======== RECORDS SUPPLIED ========
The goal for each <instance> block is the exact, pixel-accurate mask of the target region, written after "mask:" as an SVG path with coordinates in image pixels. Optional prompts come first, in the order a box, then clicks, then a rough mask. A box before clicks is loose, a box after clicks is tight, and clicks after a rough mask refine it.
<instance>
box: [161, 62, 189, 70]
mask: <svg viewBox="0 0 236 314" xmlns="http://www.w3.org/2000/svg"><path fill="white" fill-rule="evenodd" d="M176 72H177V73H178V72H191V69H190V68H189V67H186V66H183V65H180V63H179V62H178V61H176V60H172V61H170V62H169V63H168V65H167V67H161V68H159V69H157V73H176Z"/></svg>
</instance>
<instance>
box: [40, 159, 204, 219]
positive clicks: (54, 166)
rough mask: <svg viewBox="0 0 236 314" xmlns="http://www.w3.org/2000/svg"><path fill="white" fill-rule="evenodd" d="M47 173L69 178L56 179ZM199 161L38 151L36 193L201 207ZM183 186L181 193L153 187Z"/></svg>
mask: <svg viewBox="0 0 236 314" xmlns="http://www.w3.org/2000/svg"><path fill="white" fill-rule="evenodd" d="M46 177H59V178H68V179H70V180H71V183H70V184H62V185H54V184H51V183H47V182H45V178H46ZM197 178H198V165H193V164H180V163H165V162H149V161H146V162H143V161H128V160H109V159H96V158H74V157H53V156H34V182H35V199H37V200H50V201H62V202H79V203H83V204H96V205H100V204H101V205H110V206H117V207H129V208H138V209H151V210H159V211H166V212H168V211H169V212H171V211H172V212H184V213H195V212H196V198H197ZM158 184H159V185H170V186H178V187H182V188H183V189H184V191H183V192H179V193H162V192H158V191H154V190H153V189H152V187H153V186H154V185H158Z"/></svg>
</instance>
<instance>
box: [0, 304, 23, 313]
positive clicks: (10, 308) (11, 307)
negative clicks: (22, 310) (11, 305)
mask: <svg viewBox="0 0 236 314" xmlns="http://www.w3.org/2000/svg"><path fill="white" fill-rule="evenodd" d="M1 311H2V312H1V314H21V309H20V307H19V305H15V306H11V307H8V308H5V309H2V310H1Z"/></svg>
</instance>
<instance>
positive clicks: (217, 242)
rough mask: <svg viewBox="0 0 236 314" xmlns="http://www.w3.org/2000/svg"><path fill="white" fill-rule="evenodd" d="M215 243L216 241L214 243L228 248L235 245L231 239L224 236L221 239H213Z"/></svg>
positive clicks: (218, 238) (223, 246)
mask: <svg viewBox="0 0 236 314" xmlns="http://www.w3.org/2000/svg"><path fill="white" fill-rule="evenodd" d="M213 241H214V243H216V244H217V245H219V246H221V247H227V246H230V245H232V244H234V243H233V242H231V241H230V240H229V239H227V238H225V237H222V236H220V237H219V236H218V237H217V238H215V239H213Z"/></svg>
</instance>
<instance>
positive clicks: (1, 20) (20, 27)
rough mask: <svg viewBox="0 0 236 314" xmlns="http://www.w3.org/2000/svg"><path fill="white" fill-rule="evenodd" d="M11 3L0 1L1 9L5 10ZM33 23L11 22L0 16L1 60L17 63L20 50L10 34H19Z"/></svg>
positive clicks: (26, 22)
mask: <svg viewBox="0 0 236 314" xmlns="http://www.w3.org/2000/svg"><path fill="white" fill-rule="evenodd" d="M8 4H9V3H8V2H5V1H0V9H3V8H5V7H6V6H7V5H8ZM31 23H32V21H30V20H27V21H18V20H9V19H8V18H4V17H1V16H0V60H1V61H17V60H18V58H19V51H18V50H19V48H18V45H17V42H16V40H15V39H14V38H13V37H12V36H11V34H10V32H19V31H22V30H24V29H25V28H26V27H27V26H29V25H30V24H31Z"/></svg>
========
_EXERCISE GOAL_. Transcribe each entry. Leave nothing out.

_EXPECTED OUTPUT_.
The goal for each <instance> block is the exact, pixel-accurate mask of the target region, written after "mask:" as an SVG path with coordinates in image pixels. Optional prompts come first, in the order a box, then clicks, then a rough mask. A box before clicks is loose, a box after clicks is tight, and clicks after a rough mask refine it.
<instance>
box: [161, 62, 189, 70]
mask: <svg viewBox="0 0 236 314" xmlns="http://www.w3.org/2000/svg"><path fill="white" fill-rule="evenodd" d="M176 72H177V73H178V72H191V69H190V68H189V67H186V66H183V65H180V63H179V62H178V61H176V60H172V61H170V62H169V63H168V65H167V67H161V68H159V69H157V73H176Z"/></svg>
</instance>
<instance>
box: [40, 159, 204, 219]
positive clicks: (54, 166)
rough mask: <svg viewBox="0 0 236 314" xmlns="http://www.w3.org/2000/svg"><path fill="white" fill-rule="evenodd" d="M47 173L69 178L56 179ZM199 161L38 151L36 193L201 207ZM183 186L181 193L153 187Z"/></svg>
mask: <svg viewBox="0 0 236 314" xmlns="http://www.w3.org/2000/svg"><path fill="white" fill-rule="evenodd" d="M46 177H59V178H68V179H70V180H71V183H70V184H62V185H54V184H51V183H47V182H45V178H46ZM197 178H198V165H193V164H180V163H165V162H149V161H146V162H143V161H128V160H109V159H96V158H74V157H53V156H34V182H35V199H37V200H50V201H62V202H79V203H83V204H96V205H100V204H101V205H110V206H117V207H129V208H138V209H151V210H159V211H166V212H168V211H169V212H171V211H172V212H184V213H195V212H196V198H197ZM158 184H159V185H170V186H178V187H182V188H183V189H184V191H183V192H179V193H162V192H158V191H154V190H153V189H152V187H153V186H154V185H158Z"/></svg>
</instance>
<instance>
box: [0, 304, 23, 313]
positive clicks: (10, 308) (11, 307)
negative clicks: (22, 310) (11, 305)
mask: <svg viewBox="0 0 236 314" xmlns="http://www.w3.org/2000/svg"><path fill="white" fill-rule="evenodd" d="M1 311H2V312H1V314H21V309H20V307H19V305H15V306H11V307H8V308H5V309H2V310H1Z"/></svg>
</instance>
<instance>
positive clicks: (217, 242)
rough mask: <svg viewBox="0 0 236 314" xmlns="http://www.w3.org/2000/svg"><path fill="white" fill-rule="evenodd" d="M215 243L216 241L214 243L228 248L235 245L231 239L224 236L221 239H213Z"/></svg>
positive clicks: (218, 238) (223, 246)
mask: <svg viewBox="0 0 236 314" xmlns="http://www.w3.org/2000/svg"><path fill="white" fill-rule="evenodd" d="M213 241H214V243H216V244H217V245H219V246H221V247H227V246H230V245H232V244H234V243H233V242H231V241H230V240H229V239H227V238H225V237H222V236H220V237H219V236H218V237H217V238H215V239H213Z"/></svg>
</instance>
<instance>
positive clicks: (1, 20) (20, 27)
rough mask: <svg viewBox="0 0 236 314" xmlns="http://www.w3.org/2000/svg"><path fill="white" fill-rule="evenodd" d="M11 3L0 1L1 9L5 10ZM33 23L11 22L0 16L1 60L17 63L20 50L10 34H19Z"/></svg>
positive clicks: (26, 22)
mask: <svg viewBox="0 0 236 314" xmlns="http://www.w3.org/2000/svg"><path fill="white" fill-rule="evenodd" d="M8 4H9V3H8V2H5V1H0V9H3V8H5V7H6V6H7V5H8ZM31 23H32V21H30V20H27V21H18V20H9V19H8V18H4V17H1V16H0V60H1V61H17V60H18V58H19V51H18V50H19V48H18V45H17V42H16V40H15V39H14V38H13V37H12V36H11V34H10V32H19V31H22V30H24V29H25V28H26V27H27V26H29V25H30V24H31Z"/></svg>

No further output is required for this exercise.